• [Reading passage]:
* * * * * * *

Re: 64-bit block sizes on 32-bit systems

LA Walsh (law@sgi.com)
Mon, 26 Mar 2001 09:35:10 -0800


Matthew Wilcox wrote:
>
> On Mon, Mar 26, 2001 at 08:39:21AM -0800, LA Walsh wrote:
> > I vaguely remember a discussion about this a few months back.
> > If I remember, the reasoning was it would unnecessarily slow
> > down smaller systems that would never have block devices in
> > the 4-28T range attached.
>
> 4k page size * 2GB = 8TB.
---
        Drat...was being more optimistic -- you're right
the block_nr can be negative.  Somehow thought page size could
be 8K....living in future land.  That just makes the limitations
even closer at hand...:-(

> you keep on trying to increase the size of types without looking at > what gcc outputs in the way of code that manipulates 64-bit types.

---
        Maybe someone will backport some of the features of the
IA-64 code generator into 'gcc'.  I've been told that in some 
cases it's a 2.5x performance difference.  If 'gcc' is generating
bad code, then maybe the 'gcc' people will increase the quality
of their code -- I'm sure they are just as eagerly working on
gcc improvements as we are kernel improvements.  When I worked
on the PL/M compiler project at Intel, I know our code-optimization
guy would spend endless cycles trying to get better optimization
out of the code.  He got great joy out of doing so. -- and
that was almost 20 years ago -- and code generation has come
a *long* way since then.

* * * * * * *

• [Information shown]:
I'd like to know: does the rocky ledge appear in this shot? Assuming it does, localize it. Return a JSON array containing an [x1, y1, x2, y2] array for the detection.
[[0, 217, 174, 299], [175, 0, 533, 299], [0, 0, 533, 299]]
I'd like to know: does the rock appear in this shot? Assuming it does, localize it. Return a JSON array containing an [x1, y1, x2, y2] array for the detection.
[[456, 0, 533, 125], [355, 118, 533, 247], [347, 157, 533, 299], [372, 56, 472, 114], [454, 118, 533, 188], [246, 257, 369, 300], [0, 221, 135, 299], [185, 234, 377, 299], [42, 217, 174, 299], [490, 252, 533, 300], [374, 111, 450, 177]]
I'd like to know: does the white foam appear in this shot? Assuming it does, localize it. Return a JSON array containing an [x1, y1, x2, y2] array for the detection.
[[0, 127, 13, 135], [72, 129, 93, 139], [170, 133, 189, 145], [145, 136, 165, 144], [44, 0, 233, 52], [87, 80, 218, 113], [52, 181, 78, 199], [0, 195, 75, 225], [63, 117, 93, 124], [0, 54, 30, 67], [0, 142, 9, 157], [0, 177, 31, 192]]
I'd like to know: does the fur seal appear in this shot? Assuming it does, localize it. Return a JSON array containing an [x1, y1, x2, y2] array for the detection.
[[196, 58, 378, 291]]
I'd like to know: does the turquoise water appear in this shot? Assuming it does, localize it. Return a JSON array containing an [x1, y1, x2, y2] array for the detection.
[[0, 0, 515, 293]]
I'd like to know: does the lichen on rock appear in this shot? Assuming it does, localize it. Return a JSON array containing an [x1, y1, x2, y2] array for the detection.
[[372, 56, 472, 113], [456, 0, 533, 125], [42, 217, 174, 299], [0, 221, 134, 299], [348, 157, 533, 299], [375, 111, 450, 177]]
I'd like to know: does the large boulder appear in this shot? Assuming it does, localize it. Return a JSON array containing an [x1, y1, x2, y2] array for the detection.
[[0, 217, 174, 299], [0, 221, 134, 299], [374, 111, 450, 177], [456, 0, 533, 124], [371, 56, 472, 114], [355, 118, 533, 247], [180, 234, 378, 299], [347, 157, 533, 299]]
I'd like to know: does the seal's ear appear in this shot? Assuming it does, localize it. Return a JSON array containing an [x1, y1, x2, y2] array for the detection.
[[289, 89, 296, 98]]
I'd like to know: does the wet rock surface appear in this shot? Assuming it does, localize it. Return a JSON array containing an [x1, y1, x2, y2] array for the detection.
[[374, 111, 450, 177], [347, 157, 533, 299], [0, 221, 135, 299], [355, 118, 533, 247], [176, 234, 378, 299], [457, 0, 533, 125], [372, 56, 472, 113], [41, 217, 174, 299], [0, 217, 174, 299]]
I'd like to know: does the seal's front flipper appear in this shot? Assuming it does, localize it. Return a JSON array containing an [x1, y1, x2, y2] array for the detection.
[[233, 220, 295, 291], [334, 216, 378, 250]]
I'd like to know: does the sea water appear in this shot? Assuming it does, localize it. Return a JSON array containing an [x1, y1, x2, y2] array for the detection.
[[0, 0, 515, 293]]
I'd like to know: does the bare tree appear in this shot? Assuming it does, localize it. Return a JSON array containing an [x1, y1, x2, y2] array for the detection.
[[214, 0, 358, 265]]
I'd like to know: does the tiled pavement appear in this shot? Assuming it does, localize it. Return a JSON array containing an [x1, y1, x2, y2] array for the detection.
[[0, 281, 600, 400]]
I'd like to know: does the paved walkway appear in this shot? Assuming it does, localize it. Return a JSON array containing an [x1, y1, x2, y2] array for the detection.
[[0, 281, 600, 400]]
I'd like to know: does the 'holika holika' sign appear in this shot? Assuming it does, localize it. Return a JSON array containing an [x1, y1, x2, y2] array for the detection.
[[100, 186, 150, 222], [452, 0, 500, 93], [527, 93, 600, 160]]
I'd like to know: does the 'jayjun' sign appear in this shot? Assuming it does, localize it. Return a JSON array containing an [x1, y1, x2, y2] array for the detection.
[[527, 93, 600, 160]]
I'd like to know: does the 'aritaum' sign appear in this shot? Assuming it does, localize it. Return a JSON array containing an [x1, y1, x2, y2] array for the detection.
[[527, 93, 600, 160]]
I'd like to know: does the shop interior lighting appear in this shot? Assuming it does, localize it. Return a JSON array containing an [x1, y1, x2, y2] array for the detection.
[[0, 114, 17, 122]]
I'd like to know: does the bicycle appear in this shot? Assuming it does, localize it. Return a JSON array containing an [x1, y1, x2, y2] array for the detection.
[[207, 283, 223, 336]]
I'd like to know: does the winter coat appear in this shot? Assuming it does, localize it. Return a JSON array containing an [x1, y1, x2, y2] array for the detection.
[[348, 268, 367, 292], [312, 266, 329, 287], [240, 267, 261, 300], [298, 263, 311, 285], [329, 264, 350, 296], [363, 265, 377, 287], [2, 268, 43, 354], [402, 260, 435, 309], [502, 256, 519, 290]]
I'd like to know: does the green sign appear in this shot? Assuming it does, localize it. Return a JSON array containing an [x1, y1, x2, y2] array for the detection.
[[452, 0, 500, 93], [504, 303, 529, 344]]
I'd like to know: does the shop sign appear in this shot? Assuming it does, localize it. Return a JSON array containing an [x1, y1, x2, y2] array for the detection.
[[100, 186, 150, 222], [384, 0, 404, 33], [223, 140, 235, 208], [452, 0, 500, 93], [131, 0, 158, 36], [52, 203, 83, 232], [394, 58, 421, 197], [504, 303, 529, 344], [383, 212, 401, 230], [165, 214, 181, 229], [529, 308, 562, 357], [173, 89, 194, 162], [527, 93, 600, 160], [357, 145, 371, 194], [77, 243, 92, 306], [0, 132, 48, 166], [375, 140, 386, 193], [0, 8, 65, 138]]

* * * * * * *

• [Exercise requirements]:
1. According to the mailing list post on 64-bit block sizes, which compiler project did the writer work on at Intel?
2. Please extend the mailing list post on 64-bit block sizes, picking up after its last sentence.
The records were taken from a different source than the mailing list post.

• [Answers per task]:
1. The PL/M compiler project.

2.
> seriously, why don't you just try it? see what the performance is. > see what the code size is. then come back with some numbers. and i mean > numbers, not `it doesn't feel any slower'.

---
        As for 'trying' it -- would anyone care if we virtualized
the block_nr into a typedef?  That seems like it would provide
for cleaner (type-checked) code at no performance penalty and
more easily allow such comparisons.

Well this is my point: if I have disks > 8T, wouldn't it be at *all* beneficial to be able to *choose* some slight performance impact and access those large disks vs. having not choice? Having it as a configurable would allow a given installation to make that choice rather than them having no choice. BTW, are block_nr's on RAID arrays subject to this limitation? > > personally, i'm going to see what the situation looks like in 5 years time > and try to solve the problem then.

---
        It's not the same, but SGI has had customers for over
3 years using >2T *files*.  The point I'm looking at is if
the P-X series gets developed enough, and someone is using a
4-16P system, a corp user might be approaching that limit
today or tomorrow.  Joe User, might not for 5 years, but that's
what the configurability is about.  Keep linux usable for both
ends of the scale -- "I love scalability"....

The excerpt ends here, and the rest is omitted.